[Problem statement]
Nothing in the data should change when you return it, but leave the pictures out.

[Data supplied]
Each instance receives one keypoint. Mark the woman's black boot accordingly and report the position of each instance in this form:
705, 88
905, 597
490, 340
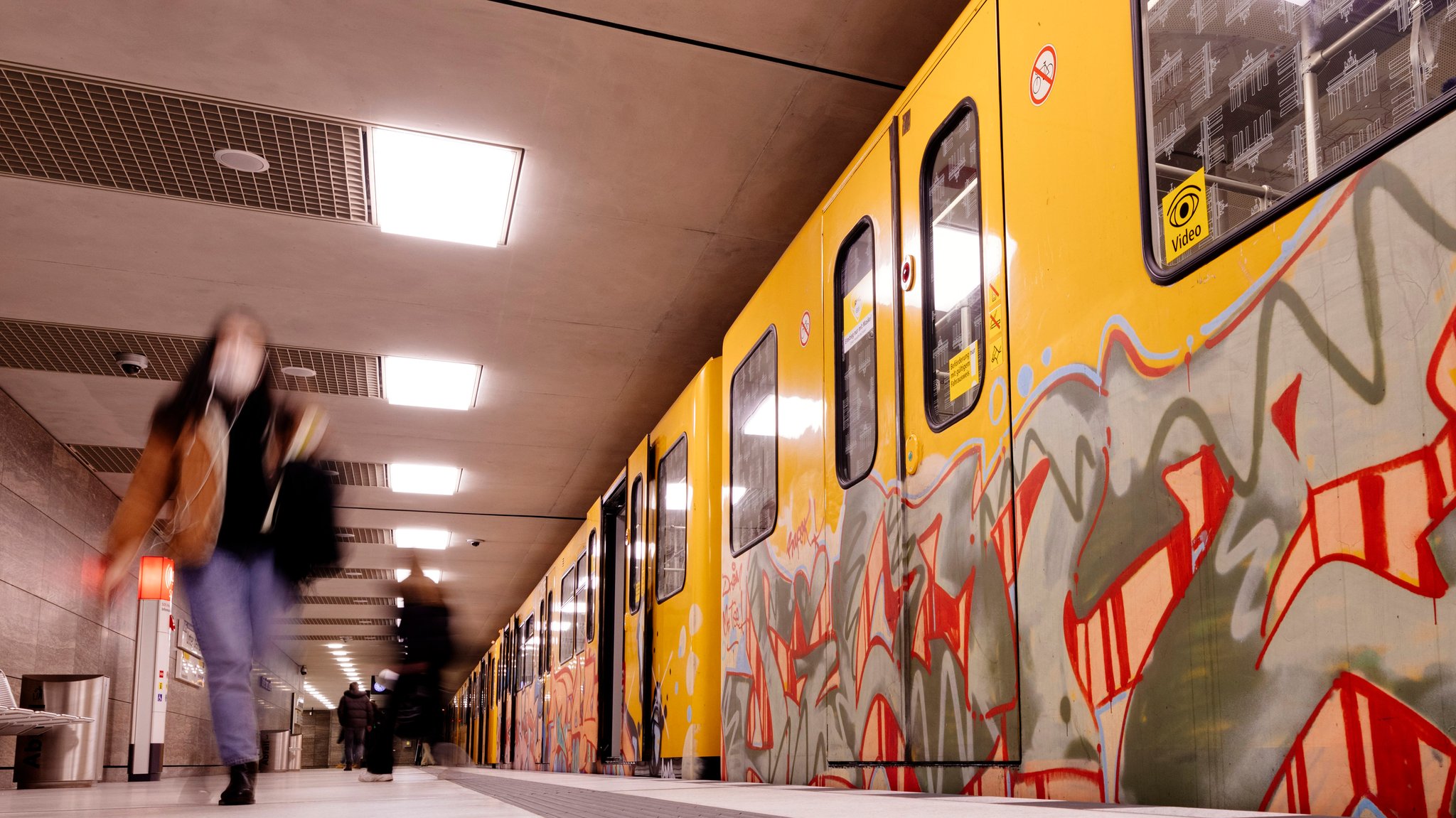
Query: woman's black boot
240, 788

[Answer section]
Each instance receives one keypoint. Mark the woman's black boot accordingly and report the position of each instance in this form:
705, 88
905, 597
490, 340
Query: woman's black boot
240, 788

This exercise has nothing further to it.